> Document segment
Live album by Mormon Tabernacle Choir and Orchestra at Temple Square
- Released: September 25, 2007
- Recorded: December 14–17, 2006
- Genre: Christmas
- Label: Mormon Tabernacle Choir, Universal Norway
- Producer: Mack Wilberg, Craig Jessop, Bruce Leek, Fred Vogler

Mormon Tabernacle Choir and Orchestra at Temple Square chronology
| The Wonder of Christmas (2006) | Spirit of the Season (2007) | Rejoice and Be Merry! (2008) |

= Spirit of the Season (album) =

Spirit of the Season was recorded during the Mormon Tabernacle Choir's 2006 Christmas concert "The Spirit of the Season," with special guest Sissel, joined by the Mormon Tabernacle orchestra and bells, conducted by Music Director Craig Jessop. The album was released in 2007 along with a concert DVD and reached No. 1 on the Billboard Classical chart within five weeks of its release and remained there for nine weeks. The album was also nominated for two Grammy Awards, Best Classical Crossover Album and Best Engineered Album - Classical. The recorded concert was also broadcast on PBS stations in December 2007 to more than 4 million Americans.

The album was the choir's first No. 1 Billboard Classical album. and topped the Billboard Traditional Classical Albums chart for nine consecutive weeks. The album was also released in Sissel's home of Norway via Universal Norway on December 10, 2007 due to high demand where it charted in the top 10.

> Requirements
A – According to the Spirit of the Season article, on what dates was the album recorded?
B – Based on the Spirit of the Season article, why was the album also released in Norway through Universal Norway?
C – List every producer named in the Spirit of the Season article.

> Provided data
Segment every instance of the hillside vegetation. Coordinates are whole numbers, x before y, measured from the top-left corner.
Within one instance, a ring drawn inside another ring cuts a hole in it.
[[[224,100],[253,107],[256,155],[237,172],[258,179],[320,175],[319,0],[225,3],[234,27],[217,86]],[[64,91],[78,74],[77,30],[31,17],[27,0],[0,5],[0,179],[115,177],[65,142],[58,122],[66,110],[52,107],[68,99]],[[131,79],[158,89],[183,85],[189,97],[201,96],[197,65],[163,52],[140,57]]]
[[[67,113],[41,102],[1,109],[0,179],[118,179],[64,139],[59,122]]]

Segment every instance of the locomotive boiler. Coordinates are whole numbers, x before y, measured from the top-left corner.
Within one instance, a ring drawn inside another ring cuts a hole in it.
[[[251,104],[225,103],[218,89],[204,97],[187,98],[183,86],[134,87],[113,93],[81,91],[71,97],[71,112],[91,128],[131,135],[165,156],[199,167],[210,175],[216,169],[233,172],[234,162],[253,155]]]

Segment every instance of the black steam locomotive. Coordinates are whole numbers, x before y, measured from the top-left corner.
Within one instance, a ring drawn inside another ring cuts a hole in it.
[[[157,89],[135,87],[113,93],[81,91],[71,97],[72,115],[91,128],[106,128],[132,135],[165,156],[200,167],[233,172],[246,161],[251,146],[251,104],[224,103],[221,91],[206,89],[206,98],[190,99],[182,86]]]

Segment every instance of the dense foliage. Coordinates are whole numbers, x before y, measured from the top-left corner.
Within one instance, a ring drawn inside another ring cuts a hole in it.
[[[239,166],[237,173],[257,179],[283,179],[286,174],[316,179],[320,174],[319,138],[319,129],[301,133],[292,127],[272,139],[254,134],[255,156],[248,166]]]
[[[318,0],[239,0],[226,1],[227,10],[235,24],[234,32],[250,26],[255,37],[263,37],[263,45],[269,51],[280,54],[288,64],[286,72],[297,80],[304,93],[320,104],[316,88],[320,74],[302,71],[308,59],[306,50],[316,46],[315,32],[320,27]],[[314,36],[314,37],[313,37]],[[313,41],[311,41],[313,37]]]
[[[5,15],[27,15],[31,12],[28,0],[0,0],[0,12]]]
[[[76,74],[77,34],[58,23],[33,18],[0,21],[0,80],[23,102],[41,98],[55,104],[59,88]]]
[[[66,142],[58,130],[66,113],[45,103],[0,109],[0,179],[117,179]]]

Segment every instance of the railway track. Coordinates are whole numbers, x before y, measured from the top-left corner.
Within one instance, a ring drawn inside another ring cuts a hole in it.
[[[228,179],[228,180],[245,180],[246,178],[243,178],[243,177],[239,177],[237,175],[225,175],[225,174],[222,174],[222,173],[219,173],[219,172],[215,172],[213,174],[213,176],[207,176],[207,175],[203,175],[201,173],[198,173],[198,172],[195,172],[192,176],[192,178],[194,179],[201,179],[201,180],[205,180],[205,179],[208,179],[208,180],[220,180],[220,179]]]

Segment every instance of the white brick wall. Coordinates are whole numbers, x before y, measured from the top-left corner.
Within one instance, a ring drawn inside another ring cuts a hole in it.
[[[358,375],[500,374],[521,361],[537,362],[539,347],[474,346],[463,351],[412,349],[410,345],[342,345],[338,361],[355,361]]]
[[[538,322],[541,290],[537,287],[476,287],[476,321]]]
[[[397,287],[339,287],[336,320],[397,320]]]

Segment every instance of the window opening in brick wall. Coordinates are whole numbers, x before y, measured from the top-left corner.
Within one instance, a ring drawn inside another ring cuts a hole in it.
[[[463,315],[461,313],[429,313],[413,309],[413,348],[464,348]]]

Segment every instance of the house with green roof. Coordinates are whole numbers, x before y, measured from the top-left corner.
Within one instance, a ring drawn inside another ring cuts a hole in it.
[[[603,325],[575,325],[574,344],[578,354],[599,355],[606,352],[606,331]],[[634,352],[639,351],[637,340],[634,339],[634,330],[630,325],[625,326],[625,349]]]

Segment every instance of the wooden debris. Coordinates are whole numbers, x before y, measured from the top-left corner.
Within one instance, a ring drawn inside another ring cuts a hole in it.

> Responses to the tasks
A – December 14–17, 2006.

B – It was released there because of high demand. Norway is Sissel's home, and the album reached the top 10 there.

C – Mack Wilberg, Craig Jessop, Bruce Leek, Fred Vogler